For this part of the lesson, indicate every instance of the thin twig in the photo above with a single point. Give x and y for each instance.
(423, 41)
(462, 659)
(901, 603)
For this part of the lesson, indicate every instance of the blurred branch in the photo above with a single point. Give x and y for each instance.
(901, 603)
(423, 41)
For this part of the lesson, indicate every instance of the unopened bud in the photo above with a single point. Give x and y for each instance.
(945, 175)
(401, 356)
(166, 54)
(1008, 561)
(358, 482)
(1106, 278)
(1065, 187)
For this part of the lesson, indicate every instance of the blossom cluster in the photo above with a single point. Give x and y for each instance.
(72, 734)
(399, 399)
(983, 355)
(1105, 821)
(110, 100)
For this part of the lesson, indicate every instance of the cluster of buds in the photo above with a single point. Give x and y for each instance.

# GOAL OF THE EXERCISE
Reproduce all the entries above, substituting "single marker" for "single point" wherever it occurs and leaving everything else unchanged.

# RESPONSE
For this part of the lesson, indicate every instance of the thin twig in the photo above with a single marker. Give x and y for each instance.
(423, 41)
(462, 659)
(901, 603)
For this part of the lesson, indicate every instance of the blurred branch in the photo above with a single marker. Give x and y for each instance.
(901, 603)
(423, 41)
For this part of the lesson, indicate every instance of the unopened bud in the photo above with a single marker. Give x and y for each instance.
(945, 175)
(401, 356)
(166, 54)
(1008, 561)
(358, 482)
(1106, 278)
(1065, 187)
For this part of the lesson, indicate every instance of the blossom cluster in the photo above with a single marker. Give x and y for each instance.
(72, 734)
(399, 399)
(983, 355)
(1105, 821)
(110, 100)
For this part of the lesson, indicate every instance of the cluster of buds in the photo above with a single marker. Give x and y for each instance.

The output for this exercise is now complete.